**Source extract**:
────

1… 2… 3… 4… 5… How can there be so many fall shades of yellow?

I took in the exquisite fall colors surrounding me, as I sat at an interstate rest stop on the border of Minnesota.

Only yesterday, I was home, further south where the trees were just beginning to consider their fall attire. Today, I counted the big splashes of color embracing the air around me.

Less than six months ago, I celebrated spring, singing its promise through its full range of delicate greens, pinks and yellows. Suddenly, summer’s hot colors and glaring sunlight arrived with their intense yellows, reds, and deep green. Almost overnight, it’s fall. The trees become brightly colored. In preparation for the next step in the circle of seasons, their life force returns to its roots.

Then comes winter. The trees become barren. In my part of the world, the days are shrouded in gray for weeks at a time.

Each season brings its gifts. The greatest is the gift of rhythm and predictability. There is comfort in predictability. No matter what events spin around us, day still follows night. Spring leads to summer, which in turn becomes fall.

And then, there’s winter. The time of the year when the earth and her inhabitants hunker down and know in full faith that eventually spring will emerge, and the cycle begins again.

A part of me dreads the coming winter, with its memories of ice storms, snow, and power outages. Cold, gray days often seem interminable, just like their litany of scraping icy windshields and sprinkling salt on the sidewalks.

────

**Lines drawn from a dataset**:

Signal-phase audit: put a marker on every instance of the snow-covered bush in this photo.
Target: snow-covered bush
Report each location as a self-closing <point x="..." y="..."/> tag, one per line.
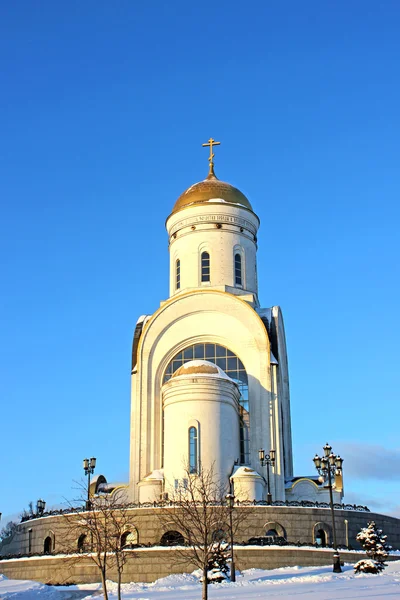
<point x="376" y="548"/>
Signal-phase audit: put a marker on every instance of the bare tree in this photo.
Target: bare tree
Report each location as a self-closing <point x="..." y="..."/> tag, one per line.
<point x="99" y="533"/>
<point x="200" y="513"/>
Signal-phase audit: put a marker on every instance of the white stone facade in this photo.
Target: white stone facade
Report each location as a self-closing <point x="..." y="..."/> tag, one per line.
<point x="213" y="301"/>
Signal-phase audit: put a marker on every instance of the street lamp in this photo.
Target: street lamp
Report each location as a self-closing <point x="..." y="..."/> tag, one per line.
<point x="89" y="465"/>
<point x="329" y="465"/>
<point x="40" y="506"/>
<point x="230" y="498"/>
<point x="269" y="460"/>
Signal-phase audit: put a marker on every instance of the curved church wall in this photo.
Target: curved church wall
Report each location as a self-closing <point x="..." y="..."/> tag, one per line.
<point x="298" y="523"/>
<point x="179" y="323"/>
<point x="210" y="406"/>
<point x="147" y="565"/>
<point x="220" y="230"/>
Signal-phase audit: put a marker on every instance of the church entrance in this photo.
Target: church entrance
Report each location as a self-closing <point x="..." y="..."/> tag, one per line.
<point x="47" y="546"/>
<point x="320" y="538"/>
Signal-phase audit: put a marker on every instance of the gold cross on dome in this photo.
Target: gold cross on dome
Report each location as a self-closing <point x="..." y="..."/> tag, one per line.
<point x="211" y="143"/>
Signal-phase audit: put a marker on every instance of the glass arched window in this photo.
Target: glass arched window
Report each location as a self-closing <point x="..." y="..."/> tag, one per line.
<point x="238" y="269"/>
<point x="205" y="266"/>
<point x="82" y="543"/>
<point x="178" y="274"/>
<point x="233" y="366"/>
<point x="193" y="450"/>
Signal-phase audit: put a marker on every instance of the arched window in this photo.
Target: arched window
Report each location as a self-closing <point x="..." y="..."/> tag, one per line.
<point x="320" y="538"/>
<point x="238" y="269"/>
<point x="193" y="450"/>
<point x="233" y="366"/>
<point x="178" y="274"/>
<point x="129" y="539"/>
<point x="172" y="538"/>
<point x="48" y="545"/>
<point x="205" y="266"/>
<point x="82" y="543"/>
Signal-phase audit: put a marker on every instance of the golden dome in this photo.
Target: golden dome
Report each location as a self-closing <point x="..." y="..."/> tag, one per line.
<point x="211" y="190"/>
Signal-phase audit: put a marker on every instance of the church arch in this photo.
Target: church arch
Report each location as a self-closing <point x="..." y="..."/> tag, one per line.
<point x="273" y="529"/>
<point x="233" y="367"/>
<point x="130" y="537"/>
<point x="322" y="534"/>
<point x="172" y="538"/>
<point x="49" y="542"/>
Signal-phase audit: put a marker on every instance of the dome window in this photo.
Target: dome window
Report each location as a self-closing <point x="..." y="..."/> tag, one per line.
<point x="238" y="269"/>
<point x="178" y="274"/>
<point x="205" y="266"/>
<point x="193" y="451"/>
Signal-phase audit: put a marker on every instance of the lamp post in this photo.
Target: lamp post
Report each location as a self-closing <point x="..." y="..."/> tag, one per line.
<point x="230" y="498"/>
<point x="40" y="506"/>
<point x="89" y="465"/>
<point x="269" y="460"/>
<point x="329" y="465"/>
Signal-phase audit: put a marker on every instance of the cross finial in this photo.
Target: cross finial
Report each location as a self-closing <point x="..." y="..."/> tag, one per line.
<point x="211" y="143"/>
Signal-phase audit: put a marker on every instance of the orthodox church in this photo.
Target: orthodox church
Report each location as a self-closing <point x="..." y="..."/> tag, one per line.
<point x="210" y="381"/>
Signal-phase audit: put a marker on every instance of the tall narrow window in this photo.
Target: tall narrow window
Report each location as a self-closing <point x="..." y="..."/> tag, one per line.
<point x="193" y="460"/>
<point x="205" y="266"/>
<point x="178" y="274"/>
<point x="238" y="269"/>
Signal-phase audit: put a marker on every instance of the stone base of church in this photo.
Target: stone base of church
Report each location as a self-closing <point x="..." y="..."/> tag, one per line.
<point x="296" y="524"/>
<point x="147" y="565"/>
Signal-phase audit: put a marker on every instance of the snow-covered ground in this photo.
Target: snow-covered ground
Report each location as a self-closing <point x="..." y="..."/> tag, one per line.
<point x="316" y="583"/>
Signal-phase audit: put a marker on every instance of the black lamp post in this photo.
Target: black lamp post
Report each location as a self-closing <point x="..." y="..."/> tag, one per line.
<point x="230" y="498"/>
<point x="269" y="460"/>
<point x="89" y="465"/>
<point x="40" y="506"/>
<point x="329" y="465"/>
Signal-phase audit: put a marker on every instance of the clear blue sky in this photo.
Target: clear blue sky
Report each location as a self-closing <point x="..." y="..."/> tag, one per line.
<point x="103" y="109"/>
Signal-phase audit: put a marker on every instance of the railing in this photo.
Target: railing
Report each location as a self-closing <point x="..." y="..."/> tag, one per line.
<point x="170" y="504"/>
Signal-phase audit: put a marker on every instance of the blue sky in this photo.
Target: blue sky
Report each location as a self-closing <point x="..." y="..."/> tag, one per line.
<point x="103" y="110"/>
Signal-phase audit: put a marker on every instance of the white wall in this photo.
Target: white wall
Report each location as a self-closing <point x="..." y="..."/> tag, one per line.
<point x="211" y="405"/>
<point x="222" y="231"/>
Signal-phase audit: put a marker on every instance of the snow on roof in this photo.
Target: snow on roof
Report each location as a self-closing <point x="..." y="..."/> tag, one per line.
<point x="273" y="359"/>
<point x="244" y="472"/>
<point x="156" y="474"/>
<point x="201" y="368"/>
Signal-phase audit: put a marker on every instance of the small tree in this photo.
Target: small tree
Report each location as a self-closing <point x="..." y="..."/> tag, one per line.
<point x="97" y="533"/>
<point x="198" y="511"/>
<point x="217" y="569"/>
<point x="374" y="544"/>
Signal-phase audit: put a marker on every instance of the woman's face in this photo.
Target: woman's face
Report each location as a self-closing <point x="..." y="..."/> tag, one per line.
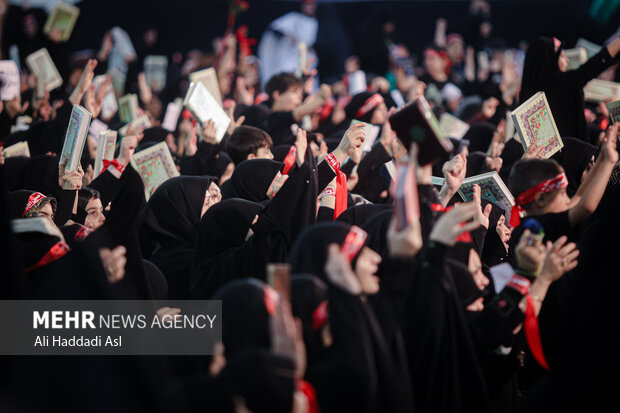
<point x="563" y="62"/>
<point x="212" y="197"/>
<point x="434" y="64"/>
<point x="365" y="268"/>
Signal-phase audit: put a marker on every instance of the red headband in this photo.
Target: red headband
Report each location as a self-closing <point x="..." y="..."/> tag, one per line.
<point x="320" y="316"/>
<point x="369" y="105"/>
<point x="550" y="185"/>
<point x="57" y="251"/>
<point x="32" y="201"/>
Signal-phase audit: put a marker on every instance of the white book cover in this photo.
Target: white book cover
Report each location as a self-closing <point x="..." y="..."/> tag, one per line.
<point x="106" y="146"/>
<point x="204" y="106"/>
<point x="452" y="126"/>
<point x="109" y="105"/>
<point x="42" y="66"/>
<point x="17" y="149"/>
<point x="173" y="112"/>
<point x="9" y="80"/>
<point x="75" y="138"/>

────

**Problem description**: Pull out the passage of the piece on fall colors from "And then, there’s" up to and including "on the sidewalks.", word for word.

**Exercise answer**:
And then, there’s winter. The time of the year when the earth and her inhabitants hunker down and know in full faith that eventually spring will emerge, and the cycle begins again.

A part of me dreads the coming winter, with its memories of ice storms, snow, and power outages. Cold, gray days often seem interminable, just like their litany of scraping icy windshields and sprinkling salt on the sidewalks.